| Task statement |
Can you copy out, word for word, the part of the material below that starts with the line containing "the black cap" and continues through the end of the material, including that first line?

| Data records |
▬▬▬▬▬▬

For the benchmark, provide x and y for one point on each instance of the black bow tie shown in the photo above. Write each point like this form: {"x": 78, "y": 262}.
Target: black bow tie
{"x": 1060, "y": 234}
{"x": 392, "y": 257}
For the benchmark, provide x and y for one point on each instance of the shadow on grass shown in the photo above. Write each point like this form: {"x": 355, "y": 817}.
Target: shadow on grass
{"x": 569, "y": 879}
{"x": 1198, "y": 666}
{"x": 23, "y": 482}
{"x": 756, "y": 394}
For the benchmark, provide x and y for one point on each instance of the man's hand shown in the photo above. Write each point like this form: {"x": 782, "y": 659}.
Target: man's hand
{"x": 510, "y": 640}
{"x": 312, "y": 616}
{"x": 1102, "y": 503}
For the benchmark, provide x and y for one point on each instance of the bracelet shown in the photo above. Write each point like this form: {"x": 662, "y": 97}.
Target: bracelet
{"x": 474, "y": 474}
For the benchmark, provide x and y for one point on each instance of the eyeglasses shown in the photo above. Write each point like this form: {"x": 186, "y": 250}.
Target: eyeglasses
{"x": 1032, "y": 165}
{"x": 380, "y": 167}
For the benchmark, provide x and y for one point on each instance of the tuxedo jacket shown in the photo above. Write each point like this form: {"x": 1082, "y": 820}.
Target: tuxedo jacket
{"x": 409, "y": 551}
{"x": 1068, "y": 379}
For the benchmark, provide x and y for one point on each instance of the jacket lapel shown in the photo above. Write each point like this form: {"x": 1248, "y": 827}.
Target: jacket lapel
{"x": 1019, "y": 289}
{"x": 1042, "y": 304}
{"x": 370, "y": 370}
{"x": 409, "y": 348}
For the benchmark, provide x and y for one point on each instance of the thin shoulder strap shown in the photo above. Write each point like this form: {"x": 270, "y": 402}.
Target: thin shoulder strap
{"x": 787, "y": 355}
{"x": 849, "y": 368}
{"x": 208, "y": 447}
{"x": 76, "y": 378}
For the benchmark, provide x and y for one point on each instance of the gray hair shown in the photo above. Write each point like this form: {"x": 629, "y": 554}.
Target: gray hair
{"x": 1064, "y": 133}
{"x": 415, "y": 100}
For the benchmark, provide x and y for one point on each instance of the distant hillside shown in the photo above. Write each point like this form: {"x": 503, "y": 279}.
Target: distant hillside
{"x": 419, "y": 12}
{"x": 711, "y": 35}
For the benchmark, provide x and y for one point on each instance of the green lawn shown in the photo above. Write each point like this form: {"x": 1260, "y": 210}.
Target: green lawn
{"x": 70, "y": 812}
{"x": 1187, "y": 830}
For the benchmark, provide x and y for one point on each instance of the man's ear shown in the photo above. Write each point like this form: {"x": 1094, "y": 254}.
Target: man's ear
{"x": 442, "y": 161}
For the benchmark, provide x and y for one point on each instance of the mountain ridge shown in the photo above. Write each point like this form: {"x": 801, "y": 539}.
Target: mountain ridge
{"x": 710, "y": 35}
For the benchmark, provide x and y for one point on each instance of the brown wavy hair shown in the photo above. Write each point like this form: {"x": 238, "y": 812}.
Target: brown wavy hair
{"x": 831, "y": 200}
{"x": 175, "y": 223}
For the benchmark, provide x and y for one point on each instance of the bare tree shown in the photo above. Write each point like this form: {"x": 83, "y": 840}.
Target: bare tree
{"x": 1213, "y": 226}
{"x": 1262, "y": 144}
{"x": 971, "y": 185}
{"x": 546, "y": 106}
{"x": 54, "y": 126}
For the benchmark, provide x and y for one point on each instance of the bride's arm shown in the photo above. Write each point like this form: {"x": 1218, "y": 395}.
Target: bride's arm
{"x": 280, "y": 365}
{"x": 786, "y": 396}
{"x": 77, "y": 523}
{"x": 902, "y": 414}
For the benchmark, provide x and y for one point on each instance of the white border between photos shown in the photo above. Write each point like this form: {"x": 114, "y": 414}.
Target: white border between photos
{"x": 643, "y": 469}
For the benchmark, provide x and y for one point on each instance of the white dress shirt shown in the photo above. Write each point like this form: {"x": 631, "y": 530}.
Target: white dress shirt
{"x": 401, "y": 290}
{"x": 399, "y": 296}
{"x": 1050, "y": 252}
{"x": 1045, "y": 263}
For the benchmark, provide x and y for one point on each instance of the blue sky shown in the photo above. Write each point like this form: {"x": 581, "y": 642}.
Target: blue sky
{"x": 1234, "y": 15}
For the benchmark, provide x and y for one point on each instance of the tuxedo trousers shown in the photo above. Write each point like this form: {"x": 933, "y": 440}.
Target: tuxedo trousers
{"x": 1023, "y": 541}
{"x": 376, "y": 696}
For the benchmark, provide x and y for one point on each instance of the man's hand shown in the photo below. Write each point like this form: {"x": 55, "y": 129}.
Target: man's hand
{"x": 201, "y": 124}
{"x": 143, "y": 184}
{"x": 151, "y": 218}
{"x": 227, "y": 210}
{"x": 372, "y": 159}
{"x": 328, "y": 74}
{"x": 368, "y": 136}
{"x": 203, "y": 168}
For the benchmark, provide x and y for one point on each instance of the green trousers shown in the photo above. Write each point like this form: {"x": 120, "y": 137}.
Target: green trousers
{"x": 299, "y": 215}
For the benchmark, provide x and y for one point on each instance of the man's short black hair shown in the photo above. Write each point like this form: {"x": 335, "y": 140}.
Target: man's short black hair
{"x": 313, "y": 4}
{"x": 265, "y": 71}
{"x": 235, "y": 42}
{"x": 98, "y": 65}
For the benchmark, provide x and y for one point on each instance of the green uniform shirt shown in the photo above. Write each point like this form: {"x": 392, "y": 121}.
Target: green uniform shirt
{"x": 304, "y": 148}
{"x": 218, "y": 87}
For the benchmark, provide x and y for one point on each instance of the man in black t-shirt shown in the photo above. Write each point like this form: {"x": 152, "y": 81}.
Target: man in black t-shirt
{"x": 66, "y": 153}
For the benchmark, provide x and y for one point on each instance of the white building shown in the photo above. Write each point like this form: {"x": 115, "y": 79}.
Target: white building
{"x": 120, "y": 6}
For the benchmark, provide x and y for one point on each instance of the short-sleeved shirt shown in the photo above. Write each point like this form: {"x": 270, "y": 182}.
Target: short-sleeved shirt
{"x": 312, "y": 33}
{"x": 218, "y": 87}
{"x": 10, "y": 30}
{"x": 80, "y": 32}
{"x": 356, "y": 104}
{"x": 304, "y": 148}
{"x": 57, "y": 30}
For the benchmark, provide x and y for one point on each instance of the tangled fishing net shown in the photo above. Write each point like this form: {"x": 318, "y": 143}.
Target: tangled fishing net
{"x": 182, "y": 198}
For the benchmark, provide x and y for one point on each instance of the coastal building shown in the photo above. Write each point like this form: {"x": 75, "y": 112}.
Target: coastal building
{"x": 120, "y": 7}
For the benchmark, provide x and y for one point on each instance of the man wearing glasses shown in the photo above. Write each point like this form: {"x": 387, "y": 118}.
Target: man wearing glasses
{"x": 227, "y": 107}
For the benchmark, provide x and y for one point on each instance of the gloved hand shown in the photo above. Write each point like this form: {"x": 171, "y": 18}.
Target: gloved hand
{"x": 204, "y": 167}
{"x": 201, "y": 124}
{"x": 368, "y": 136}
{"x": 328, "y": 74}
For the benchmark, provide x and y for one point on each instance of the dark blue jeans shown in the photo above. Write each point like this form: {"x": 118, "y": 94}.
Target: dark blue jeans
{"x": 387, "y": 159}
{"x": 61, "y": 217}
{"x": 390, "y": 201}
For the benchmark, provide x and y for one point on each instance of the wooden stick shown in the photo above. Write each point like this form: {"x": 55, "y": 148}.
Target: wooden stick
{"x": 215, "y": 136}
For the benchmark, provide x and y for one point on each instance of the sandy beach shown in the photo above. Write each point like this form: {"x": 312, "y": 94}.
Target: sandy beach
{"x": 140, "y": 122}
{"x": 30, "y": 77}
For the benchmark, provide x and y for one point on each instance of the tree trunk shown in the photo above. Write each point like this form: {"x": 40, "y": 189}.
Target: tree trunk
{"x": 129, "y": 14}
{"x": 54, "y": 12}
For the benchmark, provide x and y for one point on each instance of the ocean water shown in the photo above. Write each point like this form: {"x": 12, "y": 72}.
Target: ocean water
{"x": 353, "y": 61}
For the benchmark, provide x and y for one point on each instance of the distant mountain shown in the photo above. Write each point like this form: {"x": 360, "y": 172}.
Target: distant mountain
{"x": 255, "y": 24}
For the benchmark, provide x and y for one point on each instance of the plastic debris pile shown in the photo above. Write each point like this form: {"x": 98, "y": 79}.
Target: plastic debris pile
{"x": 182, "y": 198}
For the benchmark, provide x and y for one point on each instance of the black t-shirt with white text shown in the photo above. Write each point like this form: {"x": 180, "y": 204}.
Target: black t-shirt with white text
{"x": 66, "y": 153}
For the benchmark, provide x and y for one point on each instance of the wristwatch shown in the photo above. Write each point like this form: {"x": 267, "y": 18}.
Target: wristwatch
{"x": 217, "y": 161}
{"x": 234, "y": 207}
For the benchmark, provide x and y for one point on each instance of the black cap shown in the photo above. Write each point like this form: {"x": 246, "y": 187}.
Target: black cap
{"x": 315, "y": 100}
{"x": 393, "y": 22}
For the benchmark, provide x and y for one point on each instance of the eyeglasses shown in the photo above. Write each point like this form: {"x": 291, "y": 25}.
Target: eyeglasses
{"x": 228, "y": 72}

▬▬▬▬▬▬

| Problem solution |
For the benchmark, provide x and y for one point on each instance of the black cap shown in the photo above. Write each point like this form: {"x": 246, "y": 187}.
Target: black cap
{"x": 315, "y": 100}
{"x": 393, "y": 22}
For the benchmark, provide x and y for one point on each instance of the eyeglasses shown in the photo above. Write each point like this form: {"x": 291, "y": 25}.
Target: eyeglasses
{"x": 228, "y": 72}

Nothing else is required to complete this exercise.